» Aufgabe
Gib alles vom Anfang der Einträge bis hinunter zur Zeile mit „[[[219,45],[281,59],[281,18],[280,0],[229,0],[219,24]]]“ unverändert aus, beide Enden eingeschlossen. Lass die Bilder in deiner Antwort weg.

----

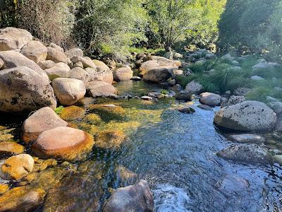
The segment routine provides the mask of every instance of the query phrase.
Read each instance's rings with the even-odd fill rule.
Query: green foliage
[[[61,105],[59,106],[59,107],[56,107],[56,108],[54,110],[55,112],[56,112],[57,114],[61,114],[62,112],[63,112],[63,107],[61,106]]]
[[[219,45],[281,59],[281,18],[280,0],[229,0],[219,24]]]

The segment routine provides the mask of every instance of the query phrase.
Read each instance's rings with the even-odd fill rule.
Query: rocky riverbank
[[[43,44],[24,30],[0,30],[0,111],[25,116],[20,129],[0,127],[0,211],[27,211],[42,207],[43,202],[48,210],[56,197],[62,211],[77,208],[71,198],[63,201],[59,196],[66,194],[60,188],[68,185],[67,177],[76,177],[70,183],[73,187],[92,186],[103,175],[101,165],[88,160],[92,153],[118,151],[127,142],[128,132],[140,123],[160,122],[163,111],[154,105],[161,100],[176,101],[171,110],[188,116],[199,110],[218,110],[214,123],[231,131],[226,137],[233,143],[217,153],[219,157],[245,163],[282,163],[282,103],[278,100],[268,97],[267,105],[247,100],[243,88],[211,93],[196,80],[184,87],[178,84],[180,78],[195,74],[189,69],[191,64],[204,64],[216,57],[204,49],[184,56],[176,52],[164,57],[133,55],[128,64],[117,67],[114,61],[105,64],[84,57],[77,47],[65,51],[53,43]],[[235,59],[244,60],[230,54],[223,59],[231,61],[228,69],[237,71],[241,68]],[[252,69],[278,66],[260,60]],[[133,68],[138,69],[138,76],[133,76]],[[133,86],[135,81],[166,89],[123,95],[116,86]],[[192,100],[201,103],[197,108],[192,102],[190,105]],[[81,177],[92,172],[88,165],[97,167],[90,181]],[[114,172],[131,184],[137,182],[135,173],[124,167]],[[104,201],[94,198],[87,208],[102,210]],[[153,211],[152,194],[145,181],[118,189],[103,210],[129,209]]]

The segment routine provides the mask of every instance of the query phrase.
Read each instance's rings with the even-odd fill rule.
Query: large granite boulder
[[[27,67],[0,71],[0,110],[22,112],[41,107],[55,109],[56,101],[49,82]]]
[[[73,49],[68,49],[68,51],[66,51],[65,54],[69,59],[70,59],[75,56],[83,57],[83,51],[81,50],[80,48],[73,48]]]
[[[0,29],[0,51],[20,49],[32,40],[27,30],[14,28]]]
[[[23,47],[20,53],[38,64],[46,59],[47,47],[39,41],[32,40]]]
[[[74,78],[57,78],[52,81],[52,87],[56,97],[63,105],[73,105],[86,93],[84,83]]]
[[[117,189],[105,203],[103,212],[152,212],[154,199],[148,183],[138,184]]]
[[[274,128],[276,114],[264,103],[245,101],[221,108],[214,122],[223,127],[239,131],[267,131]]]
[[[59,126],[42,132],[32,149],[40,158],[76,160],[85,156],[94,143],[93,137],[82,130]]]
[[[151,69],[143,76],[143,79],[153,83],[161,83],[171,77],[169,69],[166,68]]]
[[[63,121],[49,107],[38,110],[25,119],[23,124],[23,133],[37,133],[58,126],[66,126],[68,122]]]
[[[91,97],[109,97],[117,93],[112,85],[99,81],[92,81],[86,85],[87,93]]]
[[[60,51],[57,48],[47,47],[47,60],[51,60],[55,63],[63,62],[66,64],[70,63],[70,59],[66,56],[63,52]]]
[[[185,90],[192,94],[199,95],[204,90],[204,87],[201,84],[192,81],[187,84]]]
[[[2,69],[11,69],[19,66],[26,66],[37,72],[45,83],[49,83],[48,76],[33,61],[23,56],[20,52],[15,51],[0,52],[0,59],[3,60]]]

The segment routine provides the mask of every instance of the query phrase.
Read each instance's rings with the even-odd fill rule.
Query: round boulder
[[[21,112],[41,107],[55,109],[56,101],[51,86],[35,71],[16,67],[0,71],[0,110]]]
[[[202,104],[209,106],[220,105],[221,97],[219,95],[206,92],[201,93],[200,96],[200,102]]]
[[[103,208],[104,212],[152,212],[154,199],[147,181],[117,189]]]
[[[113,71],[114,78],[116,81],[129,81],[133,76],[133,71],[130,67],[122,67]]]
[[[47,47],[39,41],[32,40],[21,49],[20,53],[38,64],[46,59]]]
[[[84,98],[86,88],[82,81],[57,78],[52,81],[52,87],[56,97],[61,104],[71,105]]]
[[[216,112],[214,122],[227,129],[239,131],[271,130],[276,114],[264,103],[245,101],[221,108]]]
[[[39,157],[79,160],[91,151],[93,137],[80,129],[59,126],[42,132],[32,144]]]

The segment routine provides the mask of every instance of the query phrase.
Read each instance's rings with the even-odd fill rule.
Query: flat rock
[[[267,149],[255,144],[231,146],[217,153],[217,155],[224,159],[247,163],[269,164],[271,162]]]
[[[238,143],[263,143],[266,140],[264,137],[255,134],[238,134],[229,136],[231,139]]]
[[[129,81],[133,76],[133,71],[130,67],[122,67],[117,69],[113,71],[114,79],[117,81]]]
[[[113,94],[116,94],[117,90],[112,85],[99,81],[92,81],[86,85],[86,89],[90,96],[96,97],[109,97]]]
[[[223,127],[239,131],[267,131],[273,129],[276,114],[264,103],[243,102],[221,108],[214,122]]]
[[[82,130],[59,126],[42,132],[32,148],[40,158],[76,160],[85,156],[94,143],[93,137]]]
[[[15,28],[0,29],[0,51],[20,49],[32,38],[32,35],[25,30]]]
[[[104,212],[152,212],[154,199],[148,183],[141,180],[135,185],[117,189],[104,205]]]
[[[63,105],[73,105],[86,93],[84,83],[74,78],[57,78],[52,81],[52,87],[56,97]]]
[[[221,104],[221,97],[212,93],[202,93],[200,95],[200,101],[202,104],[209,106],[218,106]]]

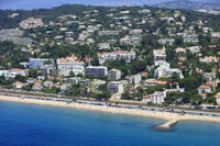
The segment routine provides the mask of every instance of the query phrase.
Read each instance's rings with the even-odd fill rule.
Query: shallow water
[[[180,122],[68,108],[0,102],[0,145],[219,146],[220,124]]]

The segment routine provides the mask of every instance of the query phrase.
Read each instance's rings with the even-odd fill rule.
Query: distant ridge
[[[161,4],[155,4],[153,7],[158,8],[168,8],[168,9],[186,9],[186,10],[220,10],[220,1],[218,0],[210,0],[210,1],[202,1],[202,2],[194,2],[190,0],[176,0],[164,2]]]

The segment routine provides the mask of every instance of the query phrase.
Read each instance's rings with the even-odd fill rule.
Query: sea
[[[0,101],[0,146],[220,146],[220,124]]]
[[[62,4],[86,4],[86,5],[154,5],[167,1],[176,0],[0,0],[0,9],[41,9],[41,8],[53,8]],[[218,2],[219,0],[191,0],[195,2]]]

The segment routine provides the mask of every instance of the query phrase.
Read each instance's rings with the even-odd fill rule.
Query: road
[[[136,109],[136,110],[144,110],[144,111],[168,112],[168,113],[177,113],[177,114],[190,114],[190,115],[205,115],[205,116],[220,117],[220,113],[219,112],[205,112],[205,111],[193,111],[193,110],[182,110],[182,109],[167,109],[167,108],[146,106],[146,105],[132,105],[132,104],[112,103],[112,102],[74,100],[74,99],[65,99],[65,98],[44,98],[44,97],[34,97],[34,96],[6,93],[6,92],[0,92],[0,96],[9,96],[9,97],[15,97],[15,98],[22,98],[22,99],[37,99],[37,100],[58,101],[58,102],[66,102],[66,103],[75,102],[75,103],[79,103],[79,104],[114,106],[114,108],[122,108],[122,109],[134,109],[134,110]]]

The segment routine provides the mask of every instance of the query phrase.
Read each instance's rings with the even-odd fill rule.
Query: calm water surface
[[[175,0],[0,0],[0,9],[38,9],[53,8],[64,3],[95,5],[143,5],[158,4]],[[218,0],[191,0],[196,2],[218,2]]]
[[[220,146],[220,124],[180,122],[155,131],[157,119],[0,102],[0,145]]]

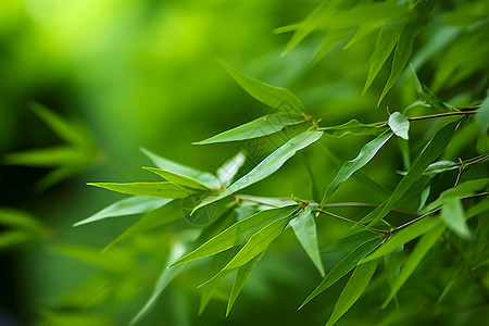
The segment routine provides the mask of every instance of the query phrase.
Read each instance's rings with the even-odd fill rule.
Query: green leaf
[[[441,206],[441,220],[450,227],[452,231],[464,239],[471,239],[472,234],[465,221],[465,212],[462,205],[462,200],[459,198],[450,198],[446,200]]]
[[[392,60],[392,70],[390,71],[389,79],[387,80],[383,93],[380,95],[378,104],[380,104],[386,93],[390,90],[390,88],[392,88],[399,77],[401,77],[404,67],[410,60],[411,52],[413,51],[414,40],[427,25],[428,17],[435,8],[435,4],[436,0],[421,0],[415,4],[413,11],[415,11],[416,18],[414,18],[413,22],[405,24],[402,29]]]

----

» Antwort
The segment routine provides the mask of every instance of the query phrase.
Read each instance's rings with the even-odd fill rule.
Query: green foliage
[[[61,105],[59,106],[59,107],[56,107],[56,108],[54,110],[55,112],[56,112],[57,114],[61,114],[62,112],[63,112],[63,107],[61,106]]]
[[[219,45],[281,59],[281,18],[280,0],[229,0],[219,24]]]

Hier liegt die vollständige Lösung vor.